-------- Material shown --------

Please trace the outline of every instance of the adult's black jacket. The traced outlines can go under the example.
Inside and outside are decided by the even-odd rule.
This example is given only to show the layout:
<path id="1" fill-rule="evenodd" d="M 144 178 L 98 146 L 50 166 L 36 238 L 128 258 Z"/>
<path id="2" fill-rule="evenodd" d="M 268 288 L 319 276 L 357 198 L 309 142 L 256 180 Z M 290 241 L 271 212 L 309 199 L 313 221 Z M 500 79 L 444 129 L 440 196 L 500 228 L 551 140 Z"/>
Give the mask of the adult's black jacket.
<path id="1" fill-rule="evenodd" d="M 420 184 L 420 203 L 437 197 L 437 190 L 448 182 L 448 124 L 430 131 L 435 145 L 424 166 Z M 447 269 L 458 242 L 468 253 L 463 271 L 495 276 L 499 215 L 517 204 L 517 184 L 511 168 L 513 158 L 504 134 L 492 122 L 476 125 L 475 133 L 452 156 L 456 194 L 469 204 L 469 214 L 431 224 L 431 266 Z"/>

--------

Assignment ▸
Whenever a line of the data above includes the word "example", copy that line.

Exercise answer ▸
Please trace the outline of every instance of the adult's black jacket. The traced outlines can go under the example.
This example is given only to show the layout:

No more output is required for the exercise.